THE EXERCISE:
Take the line that contains "Practice step: pin every instance of the shallow clear" and each line after it in the material below, and transcribe them exactly, stopping at the end.

****************

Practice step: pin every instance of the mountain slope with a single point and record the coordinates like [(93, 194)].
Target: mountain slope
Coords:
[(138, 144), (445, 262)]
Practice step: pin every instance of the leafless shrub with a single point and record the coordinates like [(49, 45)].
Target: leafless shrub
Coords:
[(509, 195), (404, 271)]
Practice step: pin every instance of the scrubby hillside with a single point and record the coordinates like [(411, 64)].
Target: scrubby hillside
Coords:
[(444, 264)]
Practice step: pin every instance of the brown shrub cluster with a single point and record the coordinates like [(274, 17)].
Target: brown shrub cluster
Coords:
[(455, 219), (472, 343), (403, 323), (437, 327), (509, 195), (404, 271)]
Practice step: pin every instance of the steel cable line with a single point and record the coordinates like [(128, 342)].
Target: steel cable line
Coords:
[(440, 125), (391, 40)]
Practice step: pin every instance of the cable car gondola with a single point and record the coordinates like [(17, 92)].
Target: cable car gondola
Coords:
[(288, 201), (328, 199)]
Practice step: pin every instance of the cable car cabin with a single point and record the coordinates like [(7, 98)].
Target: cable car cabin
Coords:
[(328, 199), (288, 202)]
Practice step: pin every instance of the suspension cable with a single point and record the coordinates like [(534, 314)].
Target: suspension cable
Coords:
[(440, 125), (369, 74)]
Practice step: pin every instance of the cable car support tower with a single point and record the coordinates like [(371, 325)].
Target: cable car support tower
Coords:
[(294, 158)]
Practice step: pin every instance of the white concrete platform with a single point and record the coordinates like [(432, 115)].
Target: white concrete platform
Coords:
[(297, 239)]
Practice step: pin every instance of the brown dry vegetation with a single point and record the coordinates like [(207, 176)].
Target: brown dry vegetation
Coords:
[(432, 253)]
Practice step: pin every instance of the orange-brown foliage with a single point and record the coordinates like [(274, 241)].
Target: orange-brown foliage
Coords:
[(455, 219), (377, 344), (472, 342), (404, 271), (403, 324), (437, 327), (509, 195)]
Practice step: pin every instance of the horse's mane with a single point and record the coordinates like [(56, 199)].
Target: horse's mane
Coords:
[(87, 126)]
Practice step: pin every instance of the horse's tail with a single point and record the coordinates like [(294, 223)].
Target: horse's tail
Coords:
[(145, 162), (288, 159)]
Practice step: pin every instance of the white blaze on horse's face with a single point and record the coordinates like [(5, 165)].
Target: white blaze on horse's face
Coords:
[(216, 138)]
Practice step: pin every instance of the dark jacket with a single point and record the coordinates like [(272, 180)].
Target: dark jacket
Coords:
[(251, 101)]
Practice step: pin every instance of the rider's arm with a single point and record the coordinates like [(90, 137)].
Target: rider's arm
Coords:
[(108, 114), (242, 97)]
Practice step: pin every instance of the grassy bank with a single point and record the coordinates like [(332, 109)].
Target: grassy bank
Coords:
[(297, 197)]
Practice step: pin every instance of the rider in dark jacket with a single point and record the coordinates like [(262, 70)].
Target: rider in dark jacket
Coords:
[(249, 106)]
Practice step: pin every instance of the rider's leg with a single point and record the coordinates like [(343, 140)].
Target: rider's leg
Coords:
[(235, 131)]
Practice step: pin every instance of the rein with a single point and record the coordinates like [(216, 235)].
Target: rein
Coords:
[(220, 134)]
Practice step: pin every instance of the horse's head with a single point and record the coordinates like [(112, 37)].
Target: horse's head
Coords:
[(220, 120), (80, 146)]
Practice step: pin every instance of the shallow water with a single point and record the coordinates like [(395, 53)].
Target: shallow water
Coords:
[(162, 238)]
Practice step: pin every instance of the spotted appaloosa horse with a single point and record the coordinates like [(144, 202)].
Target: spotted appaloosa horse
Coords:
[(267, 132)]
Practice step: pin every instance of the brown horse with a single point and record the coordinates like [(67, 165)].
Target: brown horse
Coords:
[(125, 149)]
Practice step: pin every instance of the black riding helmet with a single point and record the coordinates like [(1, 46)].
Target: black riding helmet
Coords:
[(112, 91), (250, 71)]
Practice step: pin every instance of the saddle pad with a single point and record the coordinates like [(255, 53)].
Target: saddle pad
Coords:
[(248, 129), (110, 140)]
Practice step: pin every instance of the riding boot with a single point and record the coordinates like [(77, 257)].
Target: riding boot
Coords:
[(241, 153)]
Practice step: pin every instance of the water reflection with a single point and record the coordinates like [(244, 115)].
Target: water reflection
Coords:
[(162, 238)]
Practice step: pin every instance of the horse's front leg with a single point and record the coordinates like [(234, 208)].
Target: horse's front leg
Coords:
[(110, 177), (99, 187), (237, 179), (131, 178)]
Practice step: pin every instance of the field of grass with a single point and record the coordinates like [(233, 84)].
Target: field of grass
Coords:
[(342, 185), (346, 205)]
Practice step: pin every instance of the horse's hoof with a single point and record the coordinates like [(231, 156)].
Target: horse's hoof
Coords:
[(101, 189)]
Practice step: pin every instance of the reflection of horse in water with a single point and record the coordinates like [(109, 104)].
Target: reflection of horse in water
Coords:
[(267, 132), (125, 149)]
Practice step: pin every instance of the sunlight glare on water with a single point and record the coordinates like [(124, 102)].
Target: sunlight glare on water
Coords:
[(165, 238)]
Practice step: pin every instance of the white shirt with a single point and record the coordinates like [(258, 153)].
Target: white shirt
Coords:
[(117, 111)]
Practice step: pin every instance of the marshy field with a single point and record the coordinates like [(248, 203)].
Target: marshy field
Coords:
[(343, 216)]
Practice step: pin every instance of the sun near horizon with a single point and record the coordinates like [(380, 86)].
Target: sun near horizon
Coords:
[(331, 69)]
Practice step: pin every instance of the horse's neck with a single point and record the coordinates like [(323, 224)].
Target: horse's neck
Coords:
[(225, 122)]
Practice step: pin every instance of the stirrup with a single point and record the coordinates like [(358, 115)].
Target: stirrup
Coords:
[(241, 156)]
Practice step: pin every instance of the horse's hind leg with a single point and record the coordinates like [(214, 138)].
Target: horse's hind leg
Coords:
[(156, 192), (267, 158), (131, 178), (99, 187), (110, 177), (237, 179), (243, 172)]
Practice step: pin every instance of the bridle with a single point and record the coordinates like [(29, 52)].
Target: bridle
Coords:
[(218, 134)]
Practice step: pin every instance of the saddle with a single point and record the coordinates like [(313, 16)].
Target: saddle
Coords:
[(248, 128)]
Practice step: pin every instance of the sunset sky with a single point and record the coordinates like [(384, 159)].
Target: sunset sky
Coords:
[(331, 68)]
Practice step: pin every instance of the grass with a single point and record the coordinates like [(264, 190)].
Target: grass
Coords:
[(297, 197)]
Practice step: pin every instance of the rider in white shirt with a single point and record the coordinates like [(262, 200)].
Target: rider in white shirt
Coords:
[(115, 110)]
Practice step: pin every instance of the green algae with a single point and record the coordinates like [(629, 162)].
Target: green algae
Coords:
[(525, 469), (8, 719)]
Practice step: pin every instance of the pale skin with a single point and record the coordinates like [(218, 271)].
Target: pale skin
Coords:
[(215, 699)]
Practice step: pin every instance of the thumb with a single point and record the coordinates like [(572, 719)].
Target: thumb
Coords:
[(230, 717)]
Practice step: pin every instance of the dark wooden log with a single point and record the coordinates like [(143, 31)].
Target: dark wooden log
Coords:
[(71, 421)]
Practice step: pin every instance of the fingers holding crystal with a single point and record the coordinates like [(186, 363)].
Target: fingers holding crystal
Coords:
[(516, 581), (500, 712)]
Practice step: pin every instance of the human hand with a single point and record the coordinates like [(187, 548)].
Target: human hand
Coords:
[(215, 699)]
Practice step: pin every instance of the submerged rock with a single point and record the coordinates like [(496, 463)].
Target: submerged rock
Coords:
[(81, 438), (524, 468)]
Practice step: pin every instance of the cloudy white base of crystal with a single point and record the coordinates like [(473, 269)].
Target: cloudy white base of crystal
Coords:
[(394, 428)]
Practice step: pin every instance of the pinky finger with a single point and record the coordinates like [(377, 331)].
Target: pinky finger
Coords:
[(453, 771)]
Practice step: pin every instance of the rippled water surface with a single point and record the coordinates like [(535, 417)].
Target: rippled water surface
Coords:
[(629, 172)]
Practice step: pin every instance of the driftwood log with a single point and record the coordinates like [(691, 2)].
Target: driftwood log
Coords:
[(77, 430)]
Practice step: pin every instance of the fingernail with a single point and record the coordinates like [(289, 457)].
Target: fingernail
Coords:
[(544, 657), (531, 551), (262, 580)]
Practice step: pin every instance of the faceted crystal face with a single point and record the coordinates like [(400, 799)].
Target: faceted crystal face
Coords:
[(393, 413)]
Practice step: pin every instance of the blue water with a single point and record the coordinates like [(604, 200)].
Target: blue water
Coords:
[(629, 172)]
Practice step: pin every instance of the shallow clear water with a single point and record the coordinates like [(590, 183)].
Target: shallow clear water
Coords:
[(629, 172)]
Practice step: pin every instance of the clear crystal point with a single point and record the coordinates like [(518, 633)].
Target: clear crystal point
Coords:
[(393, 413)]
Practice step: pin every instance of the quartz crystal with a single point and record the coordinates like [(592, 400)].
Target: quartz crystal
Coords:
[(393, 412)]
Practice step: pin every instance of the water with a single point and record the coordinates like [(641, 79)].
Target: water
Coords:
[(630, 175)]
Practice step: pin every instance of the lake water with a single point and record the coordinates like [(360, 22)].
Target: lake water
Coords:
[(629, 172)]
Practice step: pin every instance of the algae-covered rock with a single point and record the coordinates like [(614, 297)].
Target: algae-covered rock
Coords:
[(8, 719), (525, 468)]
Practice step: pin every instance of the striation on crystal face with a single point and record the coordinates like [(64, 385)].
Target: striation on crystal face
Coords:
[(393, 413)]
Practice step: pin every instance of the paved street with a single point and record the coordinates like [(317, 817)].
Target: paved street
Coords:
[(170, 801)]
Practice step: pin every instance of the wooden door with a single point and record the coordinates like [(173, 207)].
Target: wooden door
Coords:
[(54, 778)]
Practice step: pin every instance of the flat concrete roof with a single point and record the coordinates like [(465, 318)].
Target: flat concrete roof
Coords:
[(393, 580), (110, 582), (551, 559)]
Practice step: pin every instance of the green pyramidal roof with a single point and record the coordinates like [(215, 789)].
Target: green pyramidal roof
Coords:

****************

ANSWER TO THIS PROBLEM:
Practice step: pin every instance of the shallow clear water with a single point and record the coordinates like [(590, 183)].
Target: shallow clear water
Coords:
[(629, 172)]
Practice step: pin every instance of the clear crystal point with a single point and record the coordinates like [(518, 633)].
Target: clear crystal point
Coords:
[(393, 413)]
Practice step: pin every instance of the quartz crystal with a single point and record the coordinates like [(592, 400)].
Target: quartz crystal
Coords:
[(393, 412)]
Practice step: pin every instance of the water with a single point and record the coordinates like [(641, 79)].
Target: water
Coords:
[(630, 175)]
Practice step: pin every instance of the lake water with a single point and record the coordinates like [(360, 22)].
Target: lake water
Coords:
[(629, 172)]
Practice step: pin every instance of the algae-covered rock with a single point and record the coordinates like [(614, 297)].
Target: algae-covered rock
Coords:
[(8, 719), (525, 468)]
Practice step: pin every instance of the striation on crystal face with a single point and record the coordinates like [(64, 385)].
Target: striation on crystal face
Coords:
[(393, 413)]
Practice step: pin every instance of the paved street with a single point and record the coordinates like [(317, 817)].
Target: paved street
Coords:
[(170, 801)]
Practice step: pin every instance of the wooden door with a single point and record the coordinates like [(173, 207)].
Target: wooden door
Coords:
[(54, 778)]
Practice step: pin every instance of the flat concrete roof with a single point and record the coordinates like [(465, 318)].
Target: flat concrete roof
Coords:
[(393, 580), (110, 582), (551, 559)]
Practice step: pin every instance of the green pyramidal roof with a single point and record the coordinates like [(215, 789)].
Target: green pyramidal roof
Coords:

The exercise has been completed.